• _RAW DATA_

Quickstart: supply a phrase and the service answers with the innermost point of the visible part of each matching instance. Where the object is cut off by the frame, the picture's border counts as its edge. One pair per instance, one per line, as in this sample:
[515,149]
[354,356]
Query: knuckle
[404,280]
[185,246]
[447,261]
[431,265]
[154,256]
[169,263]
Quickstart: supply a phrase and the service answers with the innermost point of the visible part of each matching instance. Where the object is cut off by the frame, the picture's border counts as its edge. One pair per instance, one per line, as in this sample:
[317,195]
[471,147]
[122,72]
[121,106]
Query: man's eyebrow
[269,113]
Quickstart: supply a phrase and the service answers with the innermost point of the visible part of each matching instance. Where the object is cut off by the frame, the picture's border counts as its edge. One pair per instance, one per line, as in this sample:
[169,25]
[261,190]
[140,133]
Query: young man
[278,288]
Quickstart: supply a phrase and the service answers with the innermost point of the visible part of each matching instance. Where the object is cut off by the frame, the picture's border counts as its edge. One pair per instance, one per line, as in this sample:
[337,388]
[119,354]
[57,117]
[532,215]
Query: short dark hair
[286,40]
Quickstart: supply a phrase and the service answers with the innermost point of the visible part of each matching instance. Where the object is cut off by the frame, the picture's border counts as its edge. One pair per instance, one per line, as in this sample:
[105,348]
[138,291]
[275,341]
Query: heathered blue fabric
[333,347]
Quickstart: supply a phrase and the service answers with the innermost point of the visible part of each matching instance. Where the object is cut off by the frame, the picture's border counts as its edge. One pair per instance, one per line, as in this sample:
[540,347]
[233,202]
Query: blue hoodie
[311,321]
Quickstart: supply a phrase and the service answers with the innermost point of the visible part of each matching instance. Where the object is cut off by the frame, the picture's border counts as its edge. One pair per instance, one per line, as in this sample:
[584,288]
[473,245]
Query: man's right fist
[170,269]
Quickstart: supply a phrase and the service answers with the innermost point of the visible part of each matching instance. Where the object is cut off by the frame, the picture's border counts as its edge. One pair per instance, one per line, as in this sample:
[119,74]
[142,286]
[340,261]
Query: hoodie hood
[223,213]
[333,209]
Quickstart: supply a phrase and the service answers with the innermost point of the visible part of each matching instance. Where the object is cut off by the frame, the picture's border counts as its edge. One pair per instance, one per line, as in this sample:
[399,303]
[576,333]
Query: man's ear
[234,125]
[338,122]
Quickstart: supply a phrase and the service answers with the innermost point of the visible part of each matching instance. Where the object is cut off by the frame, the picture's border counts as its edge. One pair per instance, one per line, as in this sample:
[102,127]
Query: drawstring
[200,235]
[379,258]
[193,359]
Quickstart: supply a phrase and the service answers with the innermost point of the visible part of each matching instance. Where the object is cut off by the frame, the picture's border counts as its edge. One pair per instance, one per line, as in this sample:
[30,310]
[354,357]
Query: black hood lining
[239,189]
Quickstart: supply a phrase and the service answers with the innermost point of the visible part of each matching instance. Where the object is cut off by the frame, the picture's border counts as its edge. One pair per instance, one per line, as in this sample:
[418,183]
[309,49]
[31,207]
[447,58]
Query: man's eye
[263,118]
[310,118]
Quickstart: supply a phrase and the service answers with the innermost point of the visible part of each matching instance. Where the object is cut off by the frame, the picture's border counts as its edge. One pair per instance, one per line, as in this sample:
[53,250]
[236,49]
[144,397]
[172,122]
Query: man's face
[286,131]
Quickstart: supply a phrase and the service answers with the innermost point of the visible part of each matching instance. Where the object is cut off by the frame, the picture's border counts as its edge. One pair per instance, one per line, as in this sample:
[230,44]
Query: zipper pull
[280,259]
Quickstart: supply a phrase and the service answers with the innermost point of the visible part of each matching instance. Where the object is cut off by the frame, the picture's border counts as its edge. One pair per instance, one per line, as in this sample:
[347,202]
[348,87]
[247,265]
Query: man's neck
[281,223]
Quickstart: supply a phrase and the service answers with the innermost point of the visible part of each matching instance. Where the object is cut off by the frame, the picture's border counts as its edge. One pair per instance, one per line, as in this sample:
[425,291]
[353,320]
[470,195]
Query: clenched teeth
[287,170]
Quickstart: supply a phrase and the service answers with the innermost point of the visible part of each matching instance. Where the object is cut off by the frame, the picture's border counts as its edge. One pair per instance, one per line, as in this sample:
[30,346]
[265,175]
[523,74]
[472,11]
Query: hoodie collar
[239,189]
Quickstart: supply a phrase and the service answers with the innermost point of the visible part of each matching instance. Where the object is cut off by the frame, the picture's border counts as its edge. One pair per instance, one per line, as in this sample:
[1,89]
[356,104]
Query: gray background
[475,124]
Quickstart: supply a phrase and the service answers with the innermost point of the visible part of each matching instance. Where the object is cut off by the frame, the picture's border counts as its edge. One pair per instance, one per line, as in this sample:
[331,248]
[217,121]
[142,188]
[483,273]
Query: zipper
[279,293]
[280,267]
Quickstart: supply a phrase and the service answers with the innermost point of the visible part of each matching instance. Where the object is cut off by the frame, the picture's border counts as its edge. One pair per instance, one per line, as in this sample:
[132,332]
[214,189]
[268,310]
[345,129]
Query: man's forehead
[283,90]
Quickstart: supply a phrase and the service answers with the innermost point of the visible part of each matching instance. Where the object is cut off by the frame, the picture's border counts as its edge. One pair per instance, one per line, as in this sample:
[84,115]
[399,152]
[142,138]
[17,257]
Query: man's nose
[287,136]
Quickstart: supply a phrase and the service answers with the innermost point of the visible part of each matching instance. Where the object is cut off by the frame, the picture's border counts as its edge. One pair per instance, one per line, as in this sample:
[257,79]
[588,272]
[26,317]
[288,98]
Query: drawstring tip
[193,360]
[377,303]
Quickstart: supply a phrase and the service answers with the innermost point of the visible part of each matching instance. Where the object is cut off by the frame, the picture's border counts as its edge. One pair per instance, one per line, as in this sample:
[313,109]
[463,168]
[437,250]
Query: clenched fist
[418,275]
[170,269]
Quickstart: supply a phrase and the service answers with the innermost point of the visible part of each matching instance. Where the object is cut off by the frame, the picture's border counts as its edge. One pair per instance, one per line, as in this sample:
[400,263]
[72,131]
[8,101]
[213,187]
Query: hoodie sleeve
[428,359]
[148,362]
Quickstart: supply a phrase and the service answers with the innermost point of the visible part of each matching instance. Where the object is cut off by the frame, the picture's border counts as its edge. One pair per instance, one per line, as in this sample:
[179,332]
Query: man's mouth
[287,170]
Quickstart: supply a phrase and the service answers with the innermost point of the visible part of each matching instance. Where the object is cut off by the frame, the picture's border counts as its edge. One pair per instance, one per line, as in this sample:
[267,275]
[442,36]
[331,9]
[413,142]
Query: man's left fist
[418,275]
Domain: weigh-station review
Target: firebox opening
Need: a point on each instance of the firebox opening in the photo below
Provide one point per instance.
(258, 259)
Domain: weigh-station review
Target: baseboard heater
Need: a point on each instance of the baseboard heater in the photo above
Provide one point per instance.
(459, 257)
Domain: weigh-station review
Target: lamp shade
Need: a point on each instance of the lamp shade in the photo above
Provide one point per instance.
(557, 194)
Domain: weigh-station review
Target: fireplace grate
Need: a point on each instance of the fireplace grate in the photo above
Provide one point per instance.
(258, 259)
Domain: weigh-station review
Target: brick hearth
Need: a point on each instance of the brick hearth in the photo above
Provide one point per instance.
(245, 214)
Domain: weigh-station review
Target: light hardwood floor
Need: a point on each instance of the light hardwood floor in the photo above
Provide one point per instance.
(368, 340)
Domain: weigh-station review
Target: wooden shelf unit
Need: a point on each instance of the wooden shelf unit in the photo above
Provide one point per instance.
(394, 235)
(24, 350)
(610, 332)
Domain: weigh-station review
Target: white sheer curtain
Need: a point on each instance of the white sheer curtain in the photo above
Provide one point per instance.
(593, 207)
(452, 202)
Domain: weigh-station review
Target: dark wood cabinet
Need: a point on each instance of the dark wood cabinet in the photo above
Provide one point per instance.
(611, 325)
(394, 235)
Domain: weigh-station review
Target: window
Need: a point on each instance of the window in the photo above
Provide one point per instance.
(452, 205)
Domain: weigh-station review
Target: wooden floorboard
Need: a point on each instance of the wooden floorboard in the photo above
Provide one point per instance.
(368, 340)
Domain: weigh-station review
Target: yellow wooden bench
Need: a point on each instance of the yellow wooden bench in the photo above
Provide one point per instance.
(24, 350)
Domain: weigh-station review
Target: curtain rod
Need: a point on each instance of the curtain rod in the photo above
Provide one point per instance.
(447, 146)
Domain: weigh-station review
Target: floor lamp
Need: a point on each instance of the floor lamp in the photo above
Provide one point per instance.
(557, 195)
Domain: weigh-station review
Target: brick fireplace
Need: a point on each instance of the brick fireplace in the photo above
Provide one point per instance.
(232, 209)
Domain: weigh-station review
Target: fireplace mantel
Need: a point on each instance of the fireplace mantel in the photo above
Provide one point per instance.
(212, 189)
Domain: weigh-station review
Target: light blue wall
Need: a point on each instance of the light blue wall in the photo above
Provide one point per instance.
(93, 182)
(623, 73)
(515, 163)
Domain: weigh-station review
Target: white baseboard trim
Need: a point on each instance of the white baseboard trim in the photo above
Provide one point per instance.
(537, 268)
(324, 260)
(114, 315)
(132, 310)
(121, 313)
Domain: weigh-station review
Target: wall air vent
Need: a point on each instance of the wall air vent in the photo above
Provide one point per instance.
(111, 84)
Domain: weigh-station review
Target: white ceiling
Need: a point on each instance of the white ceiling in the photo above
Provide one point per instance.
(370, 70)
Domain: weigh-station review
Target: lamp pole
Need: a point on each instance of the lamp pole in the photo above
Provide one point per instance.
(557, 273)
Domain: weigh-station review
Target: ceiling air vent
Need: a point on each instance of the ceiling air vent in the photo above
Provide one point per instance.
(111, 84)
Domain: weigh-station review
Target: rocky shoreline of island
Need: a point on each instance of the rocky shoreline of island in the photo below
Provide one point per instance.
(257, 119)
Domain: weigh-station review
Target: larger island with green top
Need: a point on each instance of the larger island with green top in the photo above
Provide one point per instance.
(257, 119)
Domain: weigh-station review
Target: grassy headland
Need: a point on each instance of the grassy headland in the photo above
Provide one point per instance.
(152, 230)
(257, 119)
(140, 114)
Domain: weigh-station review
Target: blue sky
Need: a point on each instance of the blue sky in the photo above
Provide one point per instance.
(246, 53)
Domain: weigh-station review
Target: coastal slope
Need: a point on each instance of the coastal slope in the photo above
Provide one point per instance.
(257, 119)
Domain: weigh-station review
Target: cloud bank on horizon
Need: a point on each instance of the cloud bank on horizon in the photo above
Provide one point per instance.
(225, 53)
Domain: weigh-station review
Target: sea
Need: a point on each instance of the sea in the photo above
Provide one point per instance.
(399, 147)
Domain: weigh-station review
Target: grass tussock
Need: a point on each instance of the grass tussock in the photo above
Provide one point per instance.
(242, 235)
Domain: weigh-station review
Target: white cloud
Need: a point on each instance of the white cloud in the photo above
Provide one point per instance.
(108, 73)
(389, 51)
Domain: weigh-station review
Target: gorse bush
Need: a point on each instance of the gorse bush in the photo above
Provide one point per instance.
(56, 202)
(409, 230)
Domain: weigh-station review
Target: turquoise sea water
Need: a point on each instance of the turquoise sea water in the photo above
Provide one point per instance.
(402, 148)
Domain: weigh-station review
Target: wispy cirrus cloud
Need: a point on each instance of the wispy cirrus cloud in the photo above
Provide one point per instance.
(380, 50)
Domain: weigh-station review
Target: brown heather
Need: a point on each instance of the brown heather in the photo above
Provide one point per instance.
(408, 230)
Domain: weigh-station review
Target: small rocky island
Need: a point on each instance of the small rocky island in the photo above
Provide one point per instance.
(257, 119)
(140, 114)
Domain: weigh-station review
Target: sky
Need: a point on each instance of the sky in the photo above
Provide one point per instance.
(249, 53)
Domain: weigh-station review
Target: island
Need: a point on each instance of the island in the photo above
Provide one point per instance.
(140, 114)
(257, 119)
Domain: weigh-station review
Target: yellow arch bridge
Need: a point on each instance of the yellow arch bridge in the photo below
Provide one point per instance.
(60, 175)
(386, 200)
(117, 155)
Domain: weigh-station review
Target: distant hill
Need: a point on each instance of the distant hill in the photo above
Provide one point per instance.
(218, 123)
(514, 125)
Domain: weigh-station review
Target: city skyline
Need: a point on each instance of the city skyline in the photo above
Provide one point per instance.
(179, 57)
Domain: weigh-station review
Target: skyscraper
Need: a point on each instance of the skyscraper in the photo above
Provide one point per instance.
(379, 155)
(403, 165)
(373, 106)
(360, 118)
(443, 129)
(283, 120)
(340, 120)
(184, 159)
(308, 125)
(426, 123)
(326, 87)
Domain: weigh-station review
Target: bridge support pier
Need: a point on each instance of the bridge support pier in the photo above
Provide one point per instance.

• _WHAT YOU SHOULD DO_
Which lines in the data hold the string "vent"? Copy each of them.

• _RESPONSE TO THE TASK_
Target: wall air vent
Need: a point on each instance of the wall air vent in the photo above
Target: ceiling air vent
Need: a point on each instance of the ceiling air vent in the photo above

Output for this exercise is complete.